Extracted text:
□ □ □ □ □ □ □
IR light therapy could reverse dementia


During a pilot study, led by Dr Paul Chazot of Durham University and Dr Gordon Dougal of Maculume Ltd., transcranial photobiomodulation therapy (PBM-T) has shown significant improvement to the sleep quality and memory of individuals.

Six minutes of PBM-T, twice daily at 1068 nanometres in wavelength, significantly improved the brain processing and memory of healthy people aged 45 and over, over a period of four weeks.

PBM-T … significantly improved the brain processing and memory of healthy people

Tracy Sloan, a 56-year-old in general good health with no diagnosed memory-impeding conditions, was one participant in the study. She said the therapy helped her “without a doubt”, and that during treatment she didn’t need to write things down in order to remember short messages. She also described a huge improvement in her quality of sleep and said that she “had more energy”.

So could this be beneficial to people living with dementia?

Dementia can be defined as an umbrella term for previously irreversible, neurodegenerative disorders in which damage to brain cells obstructs their ability to communicate with each other. PBM-T proposes a way to help. In this study, a fitted helmet delivers infrared light rays transcranially (through the skull) into the brain.

As a result of the radiation emitted, higher mitochondrial stimulation increases the level of adenosine triphosphate (ATP) released in neurons and neuroglia (cells of the nervous system). This molecule is at especially low levels in dementia patients.

ATP acts by releasing energy to drive many key biological processes, including the nerve cell repair pathways required to reconnect damaged neurones of dementia patients.

In sufferers of vascular dementia and Alzheimer’s disease, symptoms seen are often a result of restricted blood flow to the brain through a narrowing, and eventual blockage, of its blood vessels.

PBM-T can improve the flexibility of the endothelium (the inner lining) of these vessels by increasing levels of nitrous oxides (NOs).

NOs act as retrograde neurotransmitters in synapses, allowing blood flow and oxygen to be supplied to the brain’s white matter. This matter is composed primarily of long-range myelinated axons, which are the insulated, impulse carrying part of nerve cells. So, a higher oxygen supply is potentially of huge benefit to dementia patients by increasing the nerve impulse conduction rate.
□ □ □ □ □ □ □
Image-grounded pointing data
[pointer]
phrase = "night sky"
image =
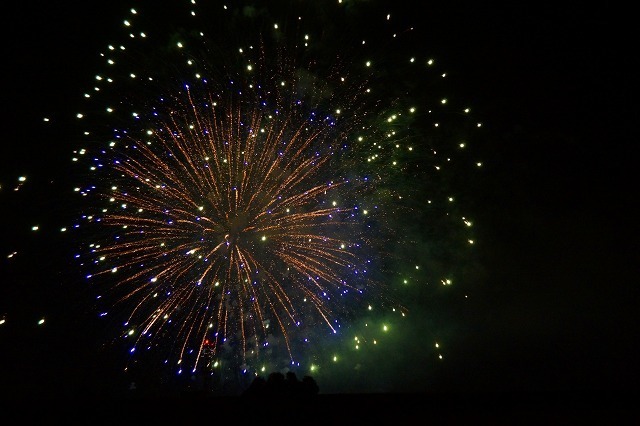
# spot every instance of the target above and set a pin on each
(552, 293)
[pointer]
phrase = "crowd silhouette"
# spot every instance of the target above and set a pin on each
(279, 384)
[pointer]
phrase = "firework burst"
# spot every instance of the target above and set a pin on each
(250, 192)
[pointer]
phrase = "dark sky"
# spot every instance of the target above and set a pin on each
(555, 305)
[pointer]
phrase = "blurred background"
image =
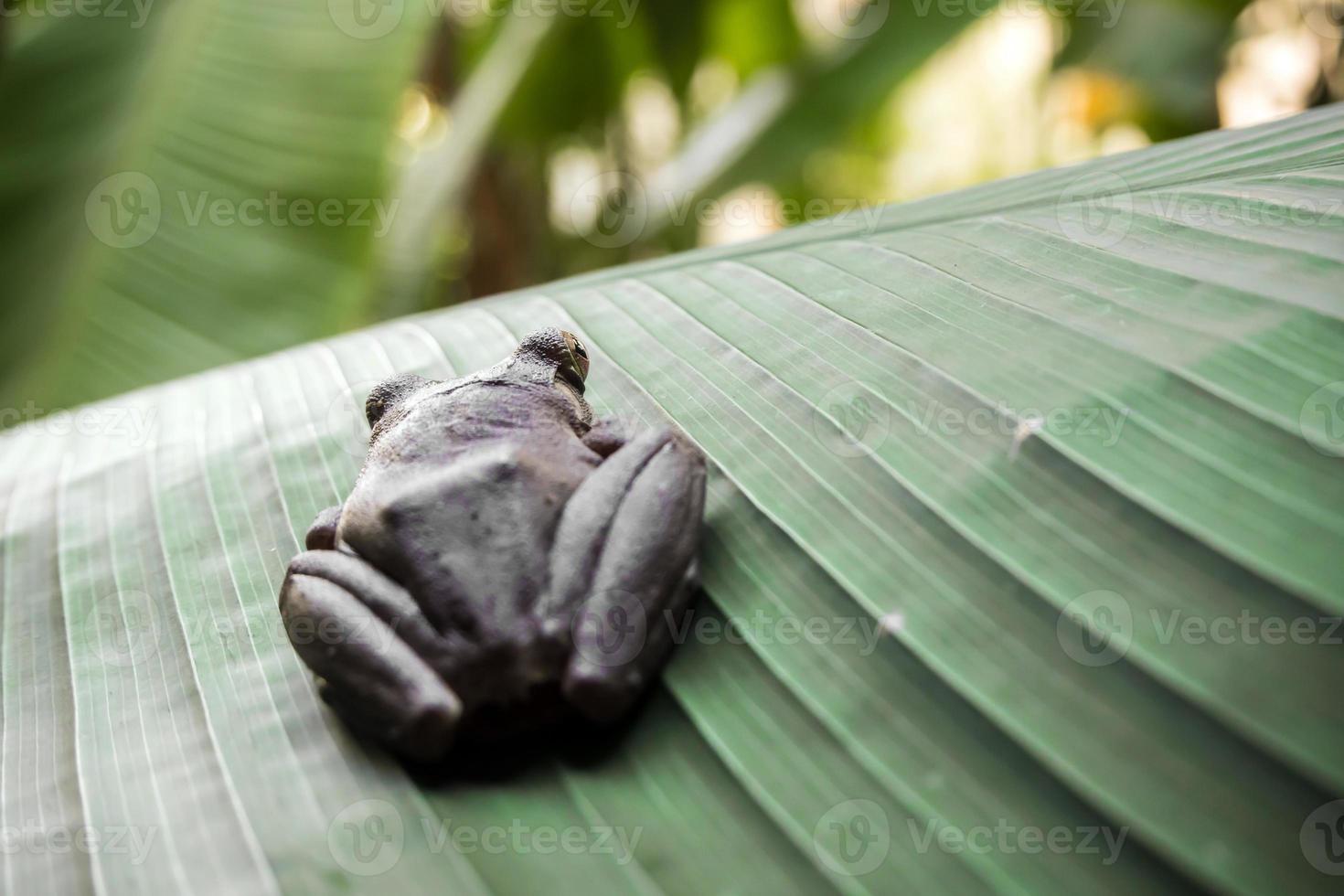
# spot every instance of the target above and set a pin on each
(663, 125)
(509, 143)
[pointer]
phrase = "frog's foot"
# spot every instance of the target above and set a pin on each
(322, 534)
(368, 638)
(624, 558)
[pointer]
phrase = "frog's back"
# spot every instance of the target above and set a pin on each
(461, 507)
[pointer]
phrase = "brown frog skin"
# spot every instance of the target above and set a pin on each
(502, 561)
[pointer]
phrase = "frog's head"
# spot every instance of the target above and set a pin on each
(558, 354)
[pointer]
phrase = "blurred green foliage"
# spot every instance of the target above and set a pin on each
(515, 142)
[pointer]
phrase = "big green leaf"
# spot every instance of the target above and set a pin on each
(1026, 507)
(165, 166)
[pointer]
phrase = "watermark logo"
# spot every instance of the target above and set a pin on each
(1095, 208)
(123, 629)
(611, 629)
(849, 19)
(1095, 629)
(851, 420)
(1098, 627)
(368, 837)
(123, 209)
(1323, 414)
(854, 837)
(611, 218)
(366, 19)
(1321, 838)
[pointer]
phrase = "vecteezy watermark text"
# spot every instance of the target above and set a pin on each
(368, 837)
(1008, 838)
(1098, 627)
(136, 425)
(374, 19)
(34, 838)
(126, 209)
(134, 11)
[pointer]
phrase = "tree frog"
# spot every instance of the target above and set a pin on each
(503, 560)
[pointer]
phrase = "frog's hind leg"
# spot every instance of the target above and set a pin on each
(366, 637)
(624, 557)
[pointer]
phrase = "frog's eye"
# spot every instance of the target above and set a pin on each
(577, 364)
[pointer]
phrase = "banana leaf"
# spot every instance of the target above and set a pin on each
(1021, 570)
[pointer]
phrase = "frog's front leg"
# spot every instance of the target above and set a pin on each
(368, 640)
(623, 555)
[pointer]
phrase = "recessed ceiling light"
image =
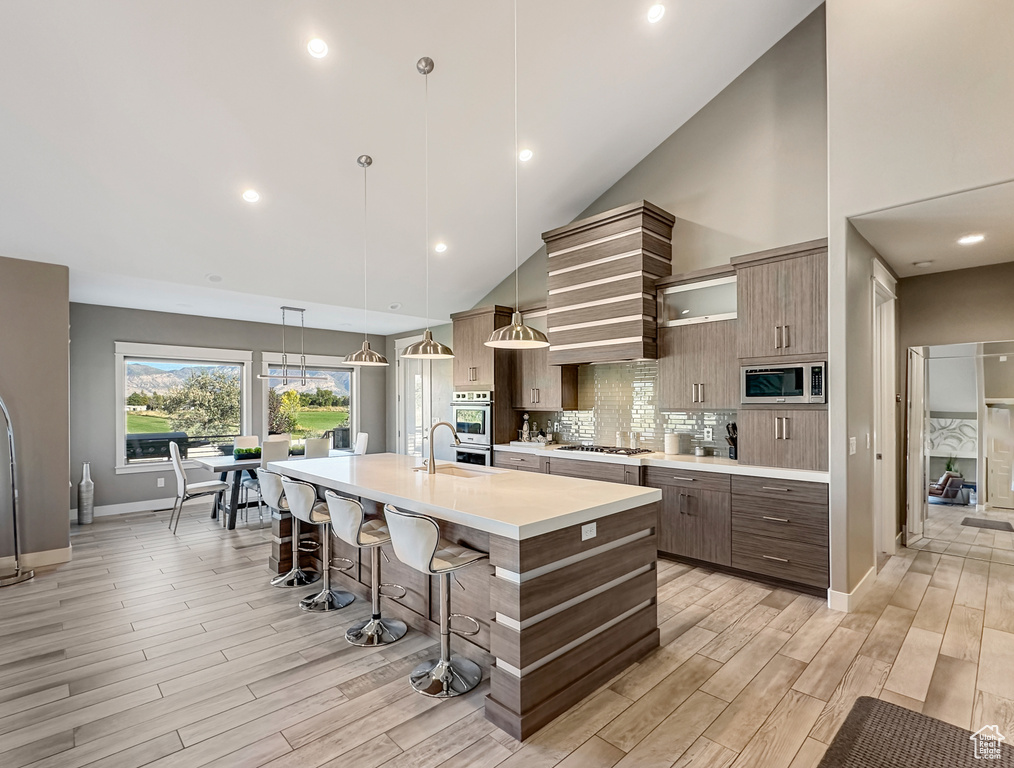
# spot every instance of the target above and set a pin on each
(317, 48)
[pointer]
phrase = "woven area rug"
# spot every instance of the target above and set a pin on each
(879, 735)
(991, 525)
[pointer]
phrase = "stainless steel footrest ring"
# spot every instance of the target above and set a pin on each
(327, 600)
(442, 680)
(296, 577)
(400, 596)
(462, 632)
(376, 631)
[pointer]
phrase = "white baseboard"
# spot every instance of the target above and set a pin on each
(847, 602)
(130, 506)
(39, 559)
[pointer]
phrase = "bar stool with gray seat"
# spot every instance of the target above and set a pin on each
(350, 524)
(417, 543)
(273, 494)
(304, 505)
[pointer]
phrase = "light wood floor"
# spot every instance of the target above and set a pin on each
(943, 532)
(150, 649)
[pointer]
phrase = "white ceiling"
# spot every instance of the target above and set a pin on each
(929, 230)
(129, 130)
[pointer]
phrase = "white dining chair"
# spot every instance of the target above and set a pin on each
(316, 447)
(186, 490)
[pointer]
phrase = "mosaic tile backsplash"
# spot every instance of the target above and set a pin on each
(621, 398)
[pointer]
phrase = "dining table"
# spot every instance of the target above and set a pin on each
(225, 464)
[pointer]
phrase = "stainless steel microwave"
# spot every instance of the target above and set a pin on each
(787, 382)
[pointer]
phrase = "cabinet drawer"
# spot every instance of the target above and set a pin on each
(786, 490)
(792, 561)
(705, 481)
(806, 524)
(510, 461)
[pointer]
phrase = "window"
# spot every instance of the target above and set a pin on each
(193, 396)
(323, 406)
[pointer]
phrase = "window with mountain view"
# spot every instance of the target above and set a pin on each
(198, 405)
(321, 406)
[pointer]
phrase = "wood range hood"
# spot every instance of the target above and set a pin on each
(602, 270)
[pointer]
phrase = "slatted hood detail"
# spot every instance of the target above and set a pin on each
(601, 284)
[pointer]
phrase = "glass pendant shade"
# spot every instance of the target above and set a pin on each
(428, 349)
(366, 356)
(517, 336)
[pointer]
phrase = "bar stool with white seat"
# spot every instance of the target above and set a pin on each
(304, 505)
(350, 524)
(417, 543)
(187, 490)
(273, 494)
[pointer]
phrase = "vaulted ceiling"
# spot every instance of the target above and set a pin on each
(129, 131)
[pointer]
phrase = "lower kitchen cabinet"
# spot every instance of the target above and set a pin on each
(793, 438)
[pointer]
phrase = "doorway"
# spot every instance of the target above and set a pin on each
(414, 399)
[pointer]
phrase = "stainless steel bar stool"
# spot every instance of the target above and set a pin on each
(303, 505)
(349, 522)
(417, 543)
(273, 494)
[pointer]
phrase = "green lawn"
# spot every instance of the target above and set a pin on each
(319, 421)
(138, 421)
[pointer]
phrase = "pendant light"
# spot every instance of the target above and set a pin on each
(365, 356)
(428, 348)
(303, 378)
(516, 335)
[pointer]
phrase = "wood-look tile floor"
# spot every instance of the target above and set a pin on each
(943, 532)
(151, 649)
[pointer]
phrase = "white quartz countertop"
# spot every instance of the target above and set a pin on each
(680, 462)
(505, 502)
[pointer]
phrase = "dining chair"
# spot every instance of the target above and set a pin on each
(316, 447)
(187, 491)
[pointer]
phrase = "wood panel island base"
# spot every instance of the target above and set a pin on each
(568, 598)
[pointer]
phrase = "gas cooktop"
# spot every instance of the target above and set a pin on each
(605, 449)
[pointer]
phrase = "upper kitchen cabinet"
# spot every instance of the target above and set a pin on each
(601, 284)
(476, 365)
(782, 302)
(698, 366)
(537, 385)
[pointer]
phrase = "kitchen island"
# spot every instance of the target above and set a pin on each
(570, 561)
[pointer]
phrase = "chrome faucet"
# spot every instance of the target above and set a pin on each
(431, 467)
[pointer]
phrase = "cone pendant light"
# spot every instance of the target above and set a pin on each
(516, 335)
(365, 356)
(428, 348)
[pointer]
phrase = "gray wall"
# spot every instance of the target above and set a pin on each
(747, 172)
(33, 384)
(94, 330)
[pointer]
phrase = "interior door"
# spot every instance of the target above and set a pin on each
(918, 485)
(998, 457)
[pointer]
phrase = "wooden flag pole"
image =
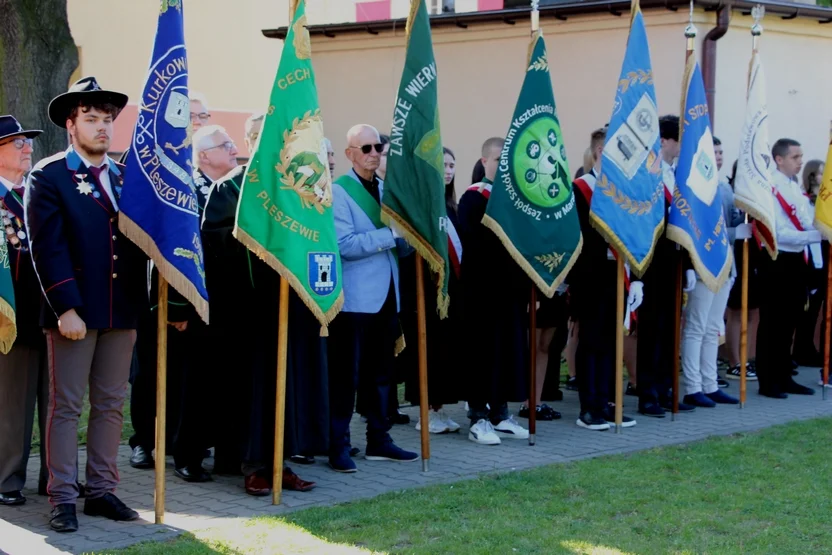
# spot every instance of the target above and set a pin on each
(744, 321)
(422, 330)
(690, 36)
(280, 400)
(161, 398)
(827, 322)
(533, 365)
(619, 346)
(677, 334)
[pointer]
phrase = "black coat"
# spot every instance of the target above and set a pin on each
(27, 293)
(244, 296)
(81, 258)
(495, 294)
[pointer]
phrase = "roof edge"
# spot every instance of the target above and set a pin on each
(785, 9)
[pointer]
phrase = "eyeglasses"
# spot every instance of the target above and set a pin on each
(227, 145)
(367, 148)
(19, 143)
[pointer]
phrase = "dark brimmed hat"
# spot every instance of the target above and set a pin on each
(10, 127)
(88, 91)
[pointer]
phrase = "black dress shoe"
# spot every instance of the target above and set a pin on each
(652, 410)
(400, 418)
(773, 394)
(63, 519)
(109, 506)
(141, 458)
(82, 492)
(12, 498)
(797, 389)
(193, 474)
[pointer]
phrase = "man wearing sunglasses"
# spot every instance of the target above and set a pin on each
(363, 337)
(23, 371)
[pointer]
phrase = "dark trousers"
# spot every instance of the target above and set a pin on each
(656, 326)
(784, 281)
(100, 361)
(597, 326)
(24, 379)
(362, 345)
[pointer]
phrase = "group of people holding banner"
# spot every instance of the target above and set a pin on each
(281, 249)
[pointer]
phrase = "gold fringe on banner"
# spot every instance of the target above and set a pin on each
(435, 262)
(171, 273)
(8, 327)
(325, 318)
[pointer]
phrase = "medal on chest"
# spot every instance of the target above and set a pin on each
(84, 187)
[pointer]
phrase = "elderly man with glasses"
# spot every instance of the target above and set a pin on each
(364, 336)
(23, 371)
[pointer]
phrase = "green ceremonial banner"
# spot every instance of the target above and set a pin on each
(285, 210)
(532, 205)
(8, 324)
(414, 188)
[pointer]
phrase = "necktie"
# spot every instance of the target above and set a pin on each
(105, 198)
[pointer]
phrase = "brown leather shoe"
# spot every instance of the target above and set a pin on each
(292, 481)
(257, 486)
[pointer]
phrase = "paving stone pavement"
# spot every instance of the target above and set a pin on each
(191, 507)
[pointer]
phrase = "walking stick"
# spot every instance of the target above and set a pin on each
(161, 399)
(690, 36)
(744, 321)
(280, 401)
(827, 321)
(423, 361)
(677, 334)
(619, 346)
(533, 365)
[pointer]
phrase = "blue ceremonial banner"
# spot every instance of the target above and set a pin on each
(629, 211)
(159, 209)
(696, 220)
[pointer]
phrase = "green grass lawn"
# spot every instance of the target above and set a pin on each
(765, 492)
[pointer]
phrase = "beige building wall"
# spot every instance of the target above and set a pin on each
(797, 59)
(481, 70)
(230, 60)
(480, 73)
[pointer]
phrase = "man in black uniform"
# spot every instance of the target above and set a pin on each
(495, 295)
(244, 294)
(23, 373)
(592, 288)
(93, 281)
(656, 326)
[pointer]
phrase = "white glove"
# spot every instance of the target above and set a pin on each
(395, 230)
(743, 231)
(814, 236)
(690, 281)
(636, 296)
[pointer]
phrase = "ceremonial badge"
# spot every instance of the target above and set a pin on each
(323, 276)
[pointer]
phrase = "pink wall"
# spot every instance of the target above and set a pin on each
(374, 10)
(489, 5)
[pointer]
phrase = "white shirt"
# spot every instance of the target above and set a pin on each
(789, 238)
(8, 184)
(105, 177)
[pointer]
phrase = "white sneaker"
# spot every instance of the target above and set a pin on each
(452, 426)
(483, 433)
(435, 424)
(511, 429)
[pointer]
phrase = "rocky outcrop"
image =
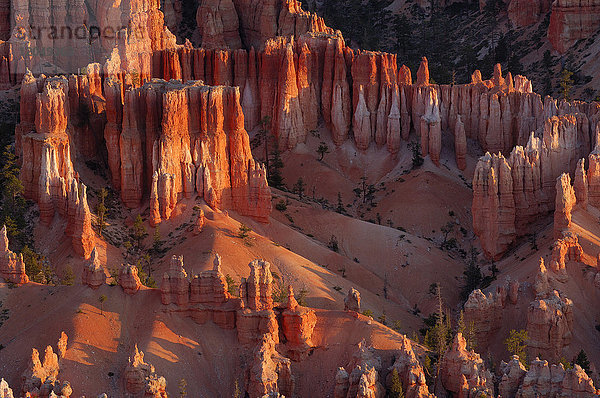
□ □ □ □ □ □ □
Problems to work on:
1. Answer from the article on infrared light therapy and dementia:
(a) At what wavelength was PBM-T given in the pilot study?
(b) How old was Tracy Sloan?
(c) What does PBM-T raise the levels of to improve the flexibility of the endothelium?
2. Carry on the article on infrared light therapy and dementia, beginning after its final sentence.
None of the data above is needed for what comes next.

Answers provided:
1.
(a) 1068 nanometres
(b) 56
(c) Nitrous oxides (NOs)

2.
Interestingly, works in the US also involving Chazot and Dougal show a significant improvement in nerve connectivity using IR-therapy in mild to moderate dementia sufferers, regardless of their sex.

In a double-blind, sham-controlled clinical trial using near-infrared stimulation, two neurophysical assessments on 60 participants, in the form of mini mental state exams (MMSEs), were taken eight weeks apart: one at week zero before treatment was used, and one at week eight of treatment.

These showed significant improvement to memory performance and cognitive processing between weeks zero and eight for both males and females, as well as no significant difference in the efficacy of the treatment between the sexes.

This is hugely important, as it displays how despite differences in genetic profile, clinical presentation and gross anatomy, treatments like PBM-T still propose a hopeful, effective treatment to relieve and possibly reverse the life-limiting effects of mild to moderate dementia.

treatments like PBM-T [could] relieve and possibly reverse the life-limiting effects of mild to moderate dementia

As well as physical improvements, caregivers of patients partaking in the study reported lifted moods and higher energy levels in the participants. This is consistent with effects observed in participants such as Tracy Sloan in the UK study.

Although more research is required, evidence suggests that infrared therapy could be helpful in managing other neurodegenerative diseases.

Potential benefits include improved motor function to patients with Parkinson’s disease, motor neuron disease and to those who have suffered a traumatic brain injury, and restoration of blood flow, to promote nerve cell repair.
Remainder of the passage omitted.